WHAT YOU SHOULD DO:
Pick out every line in the rows below that contains the word "aircraft", and copy each of those lines. Case counts.

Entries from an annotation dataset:

════════════════════

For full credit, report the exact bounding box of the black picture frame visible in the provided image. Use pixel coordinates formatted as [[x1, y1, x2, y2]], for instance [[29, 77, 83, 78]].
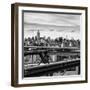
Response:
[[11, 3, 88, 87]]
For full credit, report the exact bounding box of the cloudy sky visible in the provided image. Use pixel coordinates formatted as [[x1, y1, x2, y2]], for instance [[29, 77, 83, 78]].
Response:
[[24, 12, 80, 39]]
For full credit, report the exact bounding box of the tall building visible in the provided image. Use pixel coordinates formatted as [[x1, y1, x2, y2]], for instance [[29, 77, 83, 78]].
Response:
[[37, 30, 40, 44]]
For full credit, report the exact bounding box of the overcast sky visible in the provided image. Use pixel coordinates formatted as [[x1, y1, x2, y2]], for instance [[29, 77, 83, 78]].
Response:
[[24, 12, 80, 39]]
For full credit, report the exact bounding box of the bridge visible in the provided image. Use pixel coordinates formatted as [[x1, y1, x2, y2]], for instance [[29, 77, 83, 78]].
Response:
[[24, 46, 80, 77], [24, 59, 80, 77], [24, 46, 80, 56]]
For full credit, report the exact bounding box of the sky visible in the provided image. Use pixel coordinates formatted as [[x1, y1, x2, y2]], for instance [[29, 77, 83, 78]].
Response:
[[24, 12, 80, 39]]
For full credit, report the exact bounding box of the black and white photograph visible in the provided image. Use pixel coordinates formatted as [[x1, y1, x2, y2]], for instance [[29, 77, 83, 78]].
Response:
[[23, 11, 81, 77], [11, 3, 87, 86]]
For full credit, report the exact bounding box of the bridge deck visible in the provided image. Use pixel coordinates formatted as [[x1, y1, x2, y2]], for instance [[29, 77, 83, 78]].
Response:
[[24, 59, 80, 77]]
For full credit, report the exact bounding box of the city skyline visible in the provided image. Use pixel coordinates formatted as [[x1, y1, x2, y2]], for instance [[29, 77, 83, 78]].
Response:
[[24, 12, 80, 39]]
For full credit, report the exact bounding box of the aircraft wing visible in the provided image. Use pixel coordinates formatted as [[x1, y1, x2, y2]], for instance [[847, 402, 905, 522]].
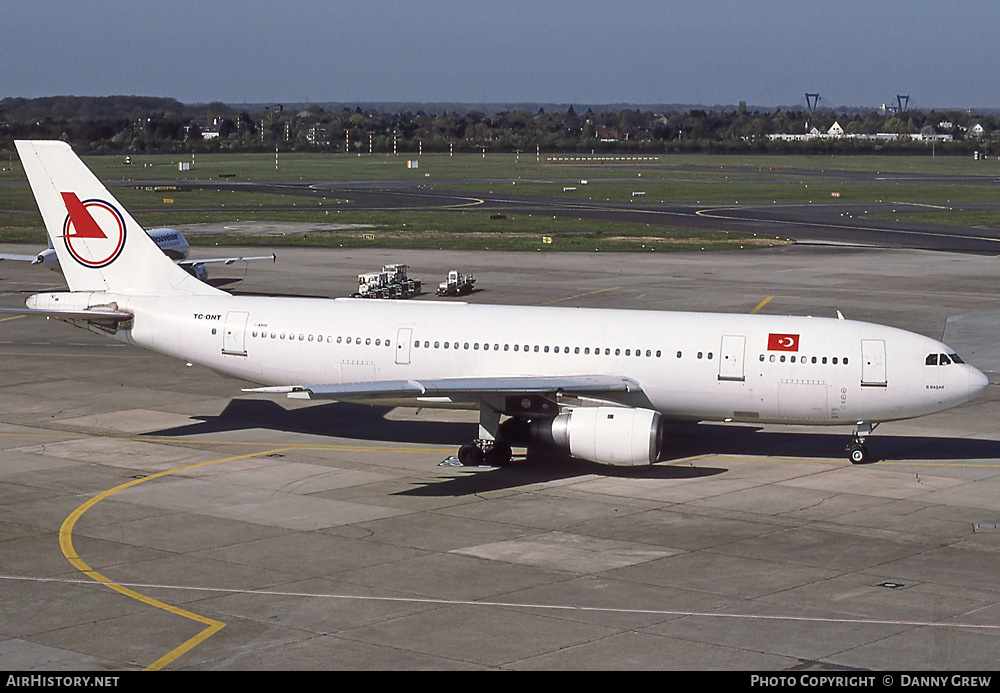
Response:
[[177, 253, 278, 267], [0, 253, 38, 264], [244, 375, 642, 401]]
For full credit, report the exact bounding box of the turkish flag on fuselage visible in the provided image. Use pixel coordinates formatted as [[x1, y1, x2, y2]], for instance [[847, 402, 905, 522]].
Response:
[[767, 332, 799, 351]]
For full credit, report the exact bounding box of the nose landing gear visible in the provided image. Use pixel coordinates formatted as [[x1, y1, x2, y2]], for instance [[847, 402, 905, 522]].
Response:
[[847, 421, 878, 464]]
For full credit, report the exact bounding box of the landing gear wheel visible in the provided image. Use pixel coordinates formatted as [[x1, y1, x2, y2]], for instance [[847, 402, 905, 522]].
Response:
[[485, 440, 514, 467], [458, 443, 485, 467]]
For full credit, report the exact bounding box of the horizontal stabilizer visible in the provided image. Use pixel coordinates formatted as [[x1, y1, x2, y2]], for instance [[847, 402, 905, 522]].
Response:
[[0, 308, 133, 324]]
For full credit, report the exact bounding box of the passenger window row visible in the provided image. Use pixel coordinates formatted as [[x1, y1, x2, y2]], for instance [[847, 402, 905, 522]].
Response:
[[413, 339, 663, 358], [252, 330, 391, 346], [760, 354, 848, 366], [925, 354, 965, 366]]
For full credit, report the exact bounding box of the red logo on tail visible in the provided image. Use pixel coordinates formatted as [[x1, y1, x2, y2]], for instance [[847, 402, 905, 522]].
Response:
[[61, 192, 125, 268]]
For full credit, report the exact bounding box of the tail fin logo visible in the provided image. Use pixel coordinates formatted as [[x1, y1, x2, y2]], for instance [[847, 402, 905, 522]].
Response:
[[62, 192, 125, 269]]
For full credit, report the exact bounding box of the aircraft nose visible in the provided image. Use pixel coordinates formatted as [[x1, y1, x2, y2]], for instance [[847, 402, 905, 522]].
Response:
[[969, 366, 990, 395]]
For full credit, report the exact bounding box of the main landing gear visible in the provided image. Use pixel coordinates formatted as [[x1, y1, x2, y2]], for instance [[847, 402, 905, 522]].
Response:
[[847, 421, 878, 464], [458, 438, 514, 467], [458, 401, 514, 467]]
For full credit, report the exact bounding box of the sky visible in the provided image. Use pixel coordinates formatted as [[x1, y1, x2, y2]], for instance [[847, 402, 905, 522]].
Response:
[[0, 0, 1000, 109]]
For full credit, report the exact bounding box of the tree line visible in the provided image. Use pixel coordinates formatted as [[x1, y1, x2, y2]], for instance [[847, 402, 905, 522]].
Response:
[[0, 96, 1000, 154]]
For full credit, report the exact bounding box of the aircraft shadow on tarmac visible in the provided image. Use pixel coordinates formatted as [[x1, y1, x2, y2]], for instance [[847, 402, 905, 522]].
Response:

════════════════════

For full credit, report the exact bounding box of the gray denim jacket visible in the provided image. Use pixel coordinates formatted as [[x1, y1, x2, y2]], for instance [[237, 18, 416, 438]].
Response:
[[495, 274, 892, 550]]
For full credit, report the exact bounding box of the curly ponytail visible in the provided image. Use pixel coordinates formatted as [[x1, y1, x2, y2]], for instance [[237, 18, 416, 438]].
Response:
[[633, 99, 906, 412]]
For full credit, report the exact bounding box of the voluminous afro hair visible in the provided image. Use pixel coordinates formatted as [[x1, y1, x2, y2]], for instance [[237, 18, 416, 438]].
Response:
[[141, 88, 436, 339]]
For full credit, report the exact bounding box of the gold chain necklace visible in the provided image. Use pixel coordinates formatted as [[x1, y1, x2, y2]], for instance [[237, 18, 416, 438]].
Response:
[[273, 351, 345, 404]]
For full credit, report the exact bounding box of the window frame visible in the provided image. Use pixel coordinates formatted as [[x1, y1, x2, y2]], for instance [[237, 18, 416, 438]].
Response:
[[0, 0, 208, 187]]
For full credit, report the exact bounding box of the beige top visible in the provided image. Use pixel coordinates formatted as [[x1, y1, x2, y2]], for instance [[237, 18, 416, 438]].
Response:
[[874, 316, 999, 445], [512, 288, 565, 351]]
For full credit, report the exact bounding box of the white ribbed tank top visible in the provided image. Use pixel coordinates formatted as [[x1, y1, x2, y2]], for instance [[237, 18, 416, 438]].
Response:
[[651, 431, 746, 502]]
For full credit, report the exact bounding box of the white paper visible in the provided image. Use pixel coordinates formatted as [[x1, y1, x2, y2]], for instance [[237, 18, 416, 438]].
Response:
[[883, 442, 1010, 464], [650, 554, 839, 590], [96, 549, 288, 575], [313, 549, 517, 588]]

════════════════════

EXPECTED ANSWER:
For full credit, report the exact bounding box of the aircraft wing visible in the provided image. Use pixel coordinates formatted as [[x1, y1, x2, y2]], for instance [[847, 402, 905, 522]].
For full credit, report the exact bounding box of the aircraft nose visible in the provided image. Use pixel coordinates formatted as [[x1, y1, x2, y2]], for instance [[847, 402, 905, 522]].
For full credit, report the exact bounding box of the aircraft shadow on tarmac visible in the provided image. Use pixel coordinates formatted as [[x1, y1, x2, y2]], for instance [[847, 402, 905, 522]].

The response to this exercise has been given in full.